> _TASK INSTRUCTIONS_:
1. In the article about Matt Cassel's trade, how many passing yards and touchdowns did Cassel have last season?
2. Continue the article about Matt Cassel's trade to Kansas City, starting right after its final sentence.

Trade Impact: Matt Cassel to KC

By Chris Burrows

With a full season on the books filling in for the injured Tom Brady in the trenches, Matt Cassel was no longer destined to serve his years as a backup QB. Instead the Kansas Chiefs traded their second round draft pick for the 5th season passer who threw for 3,693 yards and 21 touchdowns last season for the 11-8 Pats and they plan to completely rebuild their broken offense around the rising QB.

Assuming that you, the fantasy owner, miss out on grabbing top pick Tom Brady for your roster, Matt Cassel is now not only a viable pick—you should grab him near the top—and here’s why.

He’s already a proven talent in the pocket. With just 11 interceptions and a rating of 89.4 that eclipsed even Jay Cutler in 2008, Cassel proved himself as a talented and patient playmaker who is also a reputable leader on the field. He’s coming onto a Kansas City team that has had more than its fair share of trouble at his position and with its renewed confidence that they have a winning QB, the Chiefs can now aggressively build an offense around the former-Pat’s style.

> _DATA PROVIDED_:
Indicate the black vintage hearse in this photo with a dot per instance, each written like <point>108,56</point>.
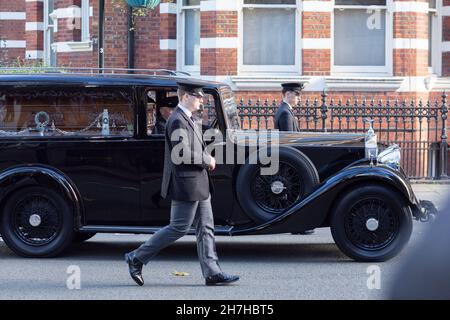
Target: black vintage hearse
<point>78,157</point>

> _EXERCISE ANSWERS_:
1. 3,693 yards and 21 touchdowns.

2.
In New England Cassel was comfortable in the air-based offense that garnered him big numbers. That won’t be the case in Kansas City where there is no Wes Welker or Randy Moss to make the short to medium range passes under pressure. At Arrowhead the rushers will be carrying the brunt of the offense with veteran RB Larry Johnson the go-to guy. He hasn’t played a full 16 game season since 2006 but he had two impressive 1700+ yardage seasons in 2005 and 2006. He’s got a good at shot at matching those stats with Cassel at the wheel (and he might be a great sleeper RB for your roster). Jamaal Charles will be proving himself in his soph. pro season opposite Johnson—he’ll be a useful utility player.

Cassel’s offense led all NFL teams in 2008 with 356 total first downs. They did it with a close ratio of passes and rushes (186 and 145 respectively) which should be the case again in KC.

The Chiefs air game won’t be ignored and will probably see a good amount of long-range action. Their top receiver from 2008, TE Tony Gonzalez, went to Atlanta but Dwayne Bowe and Mark Bradley will continue to hold on to their starting receiver spots. Bowe and Bradley combined for 1,400 yards of offense and 10 TDs in 2008 while the departed Gonzalez himself accounted for 10 TDs last season. The duo of receivers will be getting more catches under Cassel in first and second down situations in medium to long ranges. They should handily put up respectable numbers for Cassel but can’t be counted on like a duo of Welker-Moss could.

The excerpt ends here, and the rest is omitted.